• [WORK TO BE COMPLETED]: Every record must be restated exactly. Drop the images.

(Segmentation mask data)
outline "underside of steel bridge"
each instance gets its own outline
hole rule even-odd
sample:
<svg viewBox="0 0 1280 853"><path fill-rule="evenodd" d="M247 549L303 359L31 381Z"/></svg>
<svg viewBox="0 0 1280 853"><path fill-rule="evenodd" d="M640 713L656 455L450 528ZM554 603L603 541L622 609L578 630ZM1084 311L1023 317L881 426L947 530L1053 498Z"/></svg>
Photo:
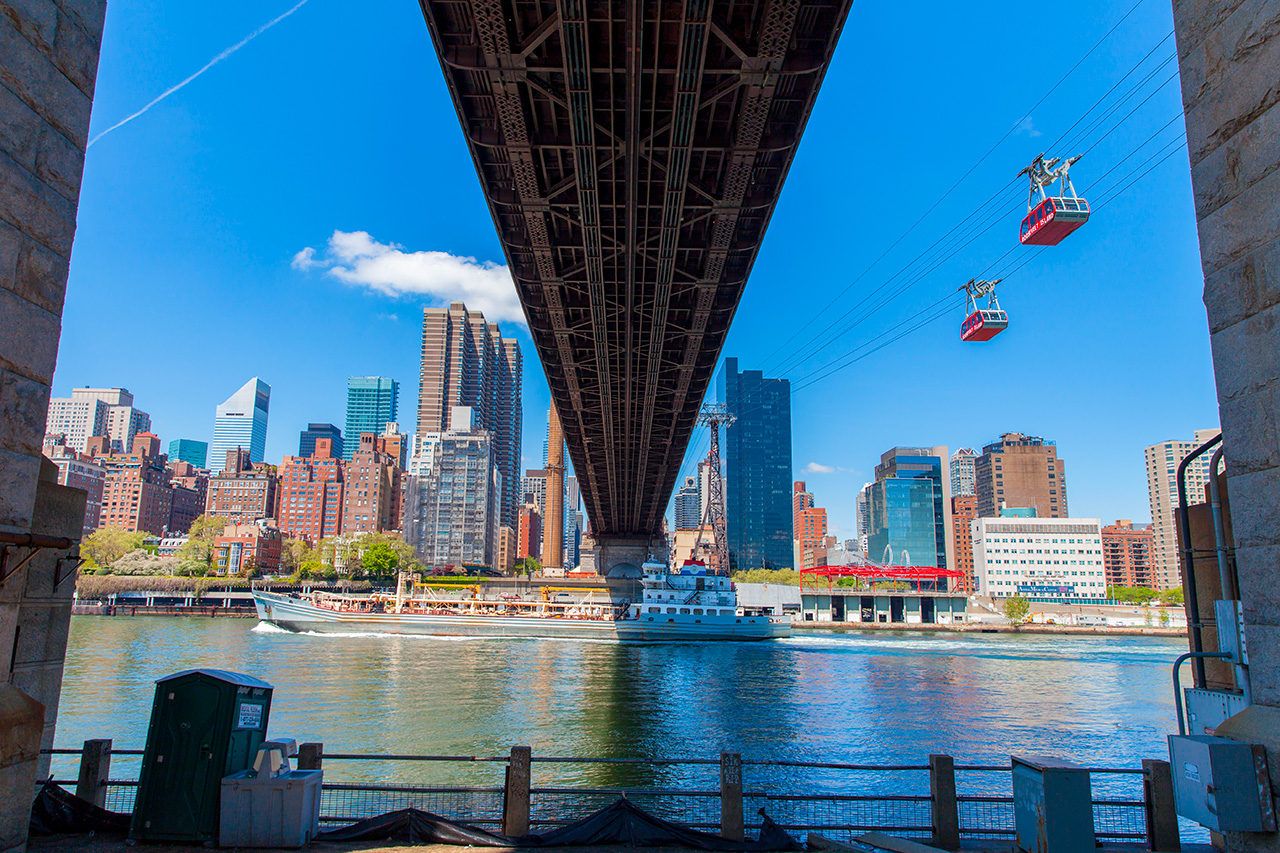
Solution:
<svg viewBox="0 0 1280 853"><path fill-rule="evenodd" d="M422 0L597 536L662 526L851 0Z"/></svg>

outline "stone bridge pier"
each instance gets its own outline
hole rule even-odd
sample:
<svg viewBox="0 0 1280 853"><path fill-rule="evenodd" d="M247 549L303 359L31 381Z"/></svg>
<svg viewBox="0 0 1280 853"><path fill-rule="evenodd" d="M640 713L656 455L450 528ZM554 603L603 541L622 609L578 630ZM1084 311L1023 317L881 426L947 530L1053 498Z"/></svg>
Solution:
<svg viewBox="0 0 1280 853"><path fill-rule="evenodd" d="M1280 791L1280 0L1174 0L1236 570L1254 706ZM1176 772L1176 771L1175 771ZM1231 833L1229 850L1280 850Z"/></svg>

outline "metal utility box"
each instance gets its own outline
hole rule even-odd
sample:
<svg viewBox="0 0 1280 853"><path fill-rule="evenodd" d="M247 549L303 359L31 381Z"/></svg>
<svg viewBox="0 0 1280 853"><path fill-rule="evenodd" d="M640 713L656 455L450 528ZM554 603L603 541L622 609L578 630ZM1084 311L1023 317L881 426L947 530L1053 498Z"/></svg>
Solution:
<svg viewBox="0 0 1280 853"><path fill-rule="evenodd" d="M1027 853L1094 853L1089 770L1060 758L1010 756L1017 846Z"/></svg>
<svg viewBox="0 0 1280 853"><path fill-rule="evenodd" d="M156 682L130 838L217 839L222 777L253 766L271 691L261 679L218 669Z"/></svg>
<svg viewBox="0 0 1280 853"><path fill-rule="evenodd" d="M1178 814L1216 832L1275 830L1264 747L1208 735L1171 735L1169 764Z"/></svg>
<svg viewBox="0 0 1280 853"><path fill-rule="evenodd" d="M320 831L323 770L253 770L222 780L221 847L305 847Z"/></svg>
<svg viewBox="0 0 1280 853"><path fill-rule="evenodd" d="M1193 735L1212 735L1218 726L1247 707L1241 693L1187 687L1183 691L1187 703L1187 731Z"/></svg>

• [ANSWER SPACE]:
outline "underside of steel bridge"
each instance gets its own outline
hole rule even-odd
sample:
<svg viewBox="0 0 1280 853"><path fill-rule="evenodd" d="M247 549L303 359L31 381Z"/></svg>
<svg viewBox="0 0 1280 853"><path fill-rule="evenodd" d="M640 713L656 455L450 528ZM554 603L603 541L622 609L578 630ZM1084 311L1023 317L881 426L947 530L1053 498Z"/></svg>
Photo:
Solution:
<svg viewBox="0 0 1280 853"><path fill-rule="evenodd" d="M422 0L597 536L662 526L851 0Z"/></svg>

outline "stone bridge pier"
each instance gets its own outline
hole rule even-odd
sample:
<svg viewBox="0 0 1280 853"><path fill-rule="evenodd" d="M247 549L303 359L31 381Z"/></svg>
<svg viewBox="0 0 1280 853"><path fill-rule="evenodd" d="M640 713L656 455L450 528ZM554 603L603 541L622 609L578 630ZM1084 311L1023 317L881 426L947 530L1053 498Z"/></svg>
Solution:
<svg viewBox="0 0 1280 853"><path fill-rule="evenodd" d="M1280 791L1280 0L1174 0L1236 570L1254 706ZM1176 772L1176 771L1175 771ZM1231 833L1229 850L1280 850Z"/></svg>

outline "metal utility box"
each instance gets its own outline
hole rule even-odd
sample:
<svg viewBox="0 0 1280 853"><path fill-rule="evenodd" d="M247 549L303 359L31 381Z"/></svg>
<svg viewBox="0 0 1280 853"><path fill-rule="evenodd" d="M640 713L656 455L450 528ZM554 603L603 541L622 609L578 630ZM1084 311L1023 317L881 426L947 530L1053 498Z"/></svg>
Solution:
<svg viewBox="0 0 1280 853"><path fill-rule="evenodd" d="M1027 853L1094 853L1089 770L1060 758L1010 756L1017 846Z"/></svg>
<svg viewBox="0 0 1280 853"><path fill-rule="evenodd" d="M156 682L130 838L217 839L222 777L253 766L271 691L261 679L218 669Z"/></svg>
<svg viewBox="0 0 1280 853"><path fill-rule="evenodd" d="M1178 814L1216 832L1275 830L1264 747L1208 735L1171 735L1169 764Z"/></svg>
<svg viewBox="0 0 1280 853"><path fill-rule="evenodd" d="M320 831L323 770L253 770L222 780L221 847L305 847Z"/></svg>
<svg viewBox="0 0 1280 853"><path fill-rule="evenodd" d="M1193 735L1212 735L1218 726L1247 707L1241 693L1187 687L1183 691L1187 703L1187 731Z"/></svg>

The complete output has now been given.